WHAT TO PRODUCE ::
Report every line of the material below that contains the string "text", copying each such line in full. Count a line only if the string appears with matching case.

## START PROVIDED DATA

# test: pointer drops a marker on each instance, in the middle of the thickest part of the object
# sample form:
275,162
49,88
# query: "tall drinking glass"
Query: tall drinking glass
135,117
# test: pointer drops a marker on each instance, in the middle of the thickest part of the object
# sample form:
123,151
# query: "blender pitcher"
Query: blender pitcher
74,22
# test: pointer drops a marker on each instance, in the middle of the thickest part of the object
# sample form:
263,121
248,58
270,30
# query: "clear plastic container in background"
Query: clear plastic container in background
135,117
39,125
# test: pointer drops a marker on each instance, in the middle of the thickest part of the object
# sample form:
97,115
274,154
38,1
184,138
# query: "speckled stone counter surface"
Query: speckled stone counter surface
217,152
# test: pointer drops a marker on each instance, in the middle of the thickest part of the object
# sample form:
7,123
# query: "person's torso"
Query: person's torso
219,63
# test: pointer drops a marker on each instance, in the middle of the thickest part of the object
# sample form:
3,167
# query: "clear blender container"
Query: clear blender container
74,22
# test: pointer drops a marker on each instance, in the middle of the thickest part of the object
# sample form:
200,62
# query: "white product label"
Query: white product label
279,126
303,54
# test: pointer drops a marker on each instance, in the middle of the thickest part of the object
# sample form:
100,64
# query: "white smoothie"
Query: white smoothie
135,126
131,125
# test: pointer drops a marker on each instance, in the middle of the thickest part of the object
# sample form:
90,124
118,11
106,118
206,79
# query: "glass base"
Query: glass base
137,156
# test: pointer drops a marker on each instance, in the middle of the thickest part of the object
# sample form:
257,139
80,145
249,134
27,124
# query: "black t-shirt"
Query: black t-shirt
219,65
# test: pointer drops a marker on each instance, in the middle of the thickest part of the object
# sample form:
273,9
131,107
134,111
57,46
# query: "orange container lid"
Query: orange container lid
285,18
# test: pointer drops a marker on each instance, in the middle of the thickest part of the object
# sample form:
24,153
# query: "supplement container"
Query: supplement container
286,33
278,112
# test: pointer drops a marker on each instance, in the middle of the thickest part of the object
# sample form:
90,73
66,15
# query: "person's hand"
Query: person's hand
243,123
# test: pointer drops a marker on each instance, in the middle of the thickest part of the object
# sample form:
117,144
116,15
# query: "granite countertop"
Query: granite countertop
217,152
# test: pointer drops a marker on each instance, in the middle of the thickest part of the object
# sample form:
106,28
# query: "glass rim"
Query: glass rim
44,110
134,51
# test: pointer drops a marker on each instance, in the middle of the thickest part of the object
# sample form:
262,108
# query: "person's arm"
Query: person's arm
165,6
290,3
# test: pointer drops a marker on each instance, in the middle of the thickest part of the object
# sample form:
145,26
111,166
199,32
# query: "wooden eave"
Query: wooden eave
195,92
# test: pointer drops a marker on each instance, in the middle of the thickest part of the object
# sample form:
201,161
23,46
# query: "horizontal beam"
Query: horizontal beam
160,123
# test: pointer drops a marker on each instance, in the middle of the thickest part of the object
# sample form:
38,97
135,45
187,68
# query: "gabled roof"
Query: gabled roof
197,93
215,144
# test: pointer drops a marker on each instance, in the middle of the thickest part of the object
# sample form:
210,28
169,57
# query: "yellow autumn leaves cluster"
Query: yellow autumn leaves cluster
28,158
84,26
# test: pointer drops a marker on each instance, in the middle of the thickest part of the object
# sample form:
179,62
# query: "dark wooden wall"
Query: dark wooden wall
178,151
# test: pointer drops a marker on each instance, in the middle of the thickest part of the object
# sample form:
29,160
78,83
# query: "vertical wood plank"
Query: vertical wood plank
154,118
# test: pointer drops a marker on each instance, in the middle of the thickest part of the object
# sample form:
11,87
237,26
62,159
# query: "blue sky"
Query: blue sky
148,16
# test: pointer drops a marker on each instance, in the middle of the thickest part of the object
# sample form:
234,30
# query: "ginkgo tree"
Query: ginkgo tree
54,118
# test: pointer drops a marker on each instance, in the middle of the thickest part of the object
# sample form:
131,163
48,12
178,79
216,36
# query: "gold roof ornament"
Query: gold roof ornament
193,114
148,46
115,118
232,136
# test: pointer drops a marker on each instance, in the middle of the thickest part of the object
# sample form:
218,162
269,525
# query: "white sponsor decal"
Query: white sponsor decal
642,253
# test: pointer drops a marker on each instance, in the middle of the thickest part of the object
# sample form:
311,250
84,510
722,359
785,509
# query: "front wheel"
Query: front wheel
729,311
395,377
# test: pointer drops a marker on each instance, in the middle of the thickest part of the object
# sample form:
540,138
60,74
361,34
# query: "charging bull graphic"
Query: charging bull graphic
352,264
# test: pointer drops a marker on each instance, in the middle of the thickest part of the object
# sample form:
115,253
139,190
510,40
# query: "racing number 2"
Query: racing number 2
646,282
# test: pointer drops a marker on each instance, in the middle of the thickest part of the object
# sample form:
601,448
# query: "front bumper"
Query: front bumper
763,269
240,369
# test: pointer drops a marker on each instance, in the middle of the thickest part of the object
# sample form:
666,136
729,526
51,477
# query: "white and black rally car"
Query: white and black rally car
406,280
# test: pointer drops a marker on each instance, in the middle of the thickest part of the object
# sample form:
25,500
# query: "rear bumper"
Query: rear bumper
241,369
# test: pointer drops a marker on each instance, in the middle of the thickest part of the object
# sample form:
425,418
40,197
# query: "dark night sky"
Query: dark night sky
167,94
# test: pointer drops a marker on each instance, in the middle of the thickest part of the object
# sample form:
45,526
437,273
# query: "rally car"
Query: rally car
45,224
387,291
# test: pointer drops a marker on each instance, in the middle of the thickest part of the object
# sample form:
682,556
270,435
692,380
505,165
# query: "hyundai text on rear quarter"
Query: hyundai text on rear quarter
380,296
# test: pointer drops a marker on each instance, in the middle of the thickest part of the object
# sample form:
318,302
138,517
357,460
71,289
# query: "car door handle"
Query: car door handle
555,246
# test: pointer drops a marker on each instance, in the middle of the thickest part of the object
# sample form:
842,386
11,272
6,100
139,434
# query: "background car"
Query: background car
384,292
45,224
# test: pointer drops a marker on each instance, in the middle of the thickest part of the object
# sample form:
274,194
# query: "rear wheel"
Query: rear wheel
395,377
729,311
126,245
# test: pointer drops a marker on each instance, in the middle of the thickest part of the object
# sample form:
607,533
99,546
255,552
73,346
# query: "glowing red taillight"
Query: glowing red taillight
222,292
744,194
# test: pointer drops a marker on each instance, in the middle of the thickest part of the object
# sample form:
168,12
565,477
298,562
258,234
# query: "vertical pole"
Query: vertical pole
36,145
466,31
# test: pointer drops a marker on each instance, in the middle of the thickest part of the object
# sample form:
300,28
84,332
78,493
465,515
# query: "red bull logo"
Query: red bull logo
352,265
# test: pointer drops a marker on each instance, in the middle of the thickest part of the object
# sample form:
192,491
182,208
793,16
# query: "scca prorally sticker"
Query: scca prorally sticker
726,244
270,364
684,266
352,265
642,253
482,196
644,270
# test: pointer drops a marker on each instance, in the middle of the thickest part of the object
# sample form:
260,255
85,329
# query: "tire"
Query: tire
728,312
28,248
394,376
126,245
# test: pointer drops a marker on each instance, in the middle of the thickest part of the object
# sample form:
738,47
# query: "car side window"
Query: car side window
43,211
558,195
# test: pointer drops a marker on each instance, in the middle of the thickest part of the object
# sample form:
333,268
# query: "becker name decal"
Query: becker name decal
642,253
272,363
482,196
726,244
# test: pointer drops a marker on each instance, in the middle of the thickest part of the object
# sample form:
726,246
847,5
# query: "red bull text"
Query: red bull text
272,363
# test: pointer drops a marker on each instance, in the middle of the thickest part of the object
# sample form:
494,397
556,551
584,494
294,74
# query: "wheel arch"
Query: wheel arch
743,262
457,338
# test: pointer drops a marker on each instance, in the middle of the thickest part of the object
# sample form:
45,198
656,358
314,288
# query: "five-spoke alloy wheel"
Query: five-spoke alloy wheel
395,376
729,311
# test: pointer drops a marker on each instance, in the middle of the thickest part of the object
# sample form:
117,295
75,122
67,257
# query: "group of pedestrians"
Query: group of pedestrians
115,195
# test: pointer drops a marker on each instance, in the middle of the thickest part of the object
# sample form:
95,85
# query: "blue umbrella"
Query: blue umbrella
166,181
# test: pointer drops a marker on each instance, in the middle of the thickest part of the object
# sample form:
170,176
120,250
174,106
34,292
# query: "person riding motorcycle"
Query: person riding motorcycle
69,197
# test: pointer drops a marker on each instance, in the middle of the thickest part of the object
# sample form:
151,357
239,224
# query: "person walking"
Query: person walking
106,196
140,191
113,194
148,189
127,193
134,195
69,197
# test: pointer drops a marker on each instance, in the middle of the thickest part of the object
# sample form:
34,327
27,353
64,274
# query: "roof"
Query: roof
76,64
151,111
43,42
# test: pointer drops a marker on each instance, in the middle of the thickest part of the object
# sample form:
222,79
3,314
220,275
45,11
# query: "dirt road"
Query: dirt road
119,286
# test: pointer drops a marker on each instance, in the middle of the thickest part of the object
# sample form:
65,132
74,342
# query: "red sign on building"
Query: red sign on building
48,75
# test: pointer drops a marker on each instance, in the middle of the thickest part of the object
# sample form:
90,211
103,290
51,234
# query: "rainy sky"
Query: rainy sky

## END PROVIDED DATA

FINISHED ANSWER ::
# query: "hyundai text on rear quarter"
Query: hyundai text on rear quarter
# query: "red bull text"
Query: red bull text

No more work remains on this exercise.